--- Document extract ---
--

In 2005 Marco Sassone relocated his studio to Toronto, Canada and immediately forged a rapport with the city.
In 2008 his exhibition Marco Sassone: Toronto opened on April 3 at Odon Wagner Contemporary. Jonathan Goodman, art critic for Art in America, wrote in the exhibition catalogue, “Sassone’s audience approaches his work knowing that the paintings are in dialogue with a tradition going back to the early twentieth century. His expressionism escapes the epithet of anachronistic, however, by being so sharply lived. While his works are not overly emotional, they gain success because they relate to a complete life of the imagination in which feelings and intellect combine. ” Deirdre Kelly wrote in the Globe and Mail: “With gestural brush strokes and an expressionistic use of color, Sassone romanticizes such banal views as a Carlaw parking lot and the westbound Gardiner Expressway.” In that same year, 2008, Marco Sassone received a commission to create a mural for the lobby of the Bellagio, a glass tower in downtown Toronto. The artist prepared drawings and a final study in pastel, in scale for the space. The completed work, comprised of three panels and titled Waterfront, was installed in late October. In the following years Sassone participated at the International Art Fair, Palm Beach 3 in Florida and in the Group exhibition Summerset at David Findlay Jr. Fine Art, New York. The artist lectured at Seaton House, the largest homeless shelter in Toronto.

--

[Segmentation mask data]
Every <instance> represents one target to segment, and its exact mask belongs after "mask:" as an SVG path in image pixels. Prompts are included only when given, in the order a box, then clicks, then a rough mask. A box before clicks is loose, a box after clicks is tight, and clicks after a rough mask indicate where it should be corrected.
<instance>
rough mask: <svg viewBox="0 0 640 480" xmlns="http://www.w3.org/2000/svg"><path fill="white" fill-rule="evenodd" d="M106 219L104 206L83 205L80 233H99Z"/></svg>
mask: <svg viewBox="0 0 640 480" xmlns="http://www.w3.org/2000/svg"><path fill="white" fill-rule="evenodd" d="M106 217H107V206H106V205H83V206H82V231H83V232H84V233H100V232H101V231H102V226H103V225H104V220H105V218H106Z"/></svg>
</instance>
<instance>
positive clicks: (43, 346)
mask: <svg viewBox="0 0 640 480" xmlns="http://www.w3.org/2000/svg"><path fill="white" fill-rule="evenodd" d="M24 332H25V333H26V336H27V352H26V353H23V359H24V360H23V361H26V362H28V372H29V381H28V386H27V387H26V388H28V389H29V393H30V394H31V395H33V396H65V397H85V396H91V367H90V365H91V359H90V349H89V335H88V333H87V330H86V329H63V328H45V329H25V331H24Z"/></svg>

--

--- Work instructions ---
Print the passage about Marco Sassone's years in Toronto in full, word for word.

--- Answer area ---
In 2005 Marco Sassone relocated his studio to Toronto, Canada and immediately forged a rapport with the city.
In 2008 his exhibition Marco Sassone: Toronto opened on April 3 at Odon Wagner Contemporary. Jonathan Goodman, art critic for Art in America, wrote in the exhibition catalogue, “Sassone’s audience approaches his work knowing that the paintings are in dialogue with a tradition going back to the early twentieth century. His expressionism escapes the epithet of anachronistic, however, by being so sharply lived. While his works are not overly emotional, they gain success because they relate to a complete life of the imagination in which feelings and intellect combine. ” Deirdre Kelly wrote in the Globe and Mail: “With gestural brush strokes and an expressionistic use of color, Sassone romanticizes such banal views as a Carlaw parking lot and the westbound Gardiner Expressway.” In that same year, 2008, Marco Sassone received a commission to create a mural for the lobby of the Bellagio, a glass tower in downtown Toronto. The artist prepared drawings and a final study in pastel, in scale for the space. The completed work, comprised of three panels and titled Waterfront, was installed in late October. In the following years Sassone participated at the International Art Fair, Palm Beach 3 in Florida and in the Group exhibition Summerset at David Findlay Jr. Fine Art, New York. The artist lectured at Seaton House, the largest homeless shelter in Toronto.